Stored items from a collection:
--- START ---

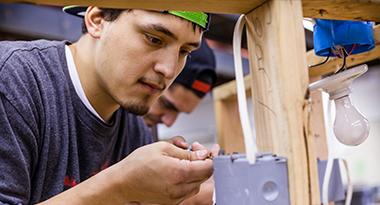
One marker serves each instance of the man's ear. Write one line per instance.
(93, 21)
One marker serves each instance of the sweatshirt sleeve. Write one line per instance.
(18, 154)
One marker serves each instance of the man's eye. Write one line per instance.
(154, 40)
(184, 52)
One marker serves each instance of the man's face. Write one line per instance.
(166, 108)
(140, 54)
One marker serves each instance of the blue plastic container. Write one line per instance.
(330, 33)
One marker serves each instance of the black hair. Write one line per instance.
(112, 14)
(106, 14)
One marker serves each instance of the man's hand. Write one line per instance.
(163, 173)
(159, 173)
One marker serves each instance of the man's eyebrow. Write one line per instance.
(162, 29)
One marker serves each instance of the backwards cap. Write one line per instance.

--- END ---

EXERCISE DESCRIPTION ▸ Restate exactly each line of the data from the one bearing "One marker serves each instance of the man's face." to the end, and add nothing.

RESPONSE AREA ▸
One marker serves each instance of the man's face. Write one line per instance.
(166, 108)
(140, 54)
One marker serves each instance of the blue plastic container. Write one line per instance.
(330, 33)
One marker serves each instance of the black hair. Write one line per instance.
(112, 14)
(106, 14)
One marker serves each instance of the man's hand. Write one line per instance.
(163, 173)
(159, 173)
One marker serves each instance of the man's eyebrow. Write one line per instance.
(162, 29)
One marker serves each instance of the backwards cap. Write one line per instance.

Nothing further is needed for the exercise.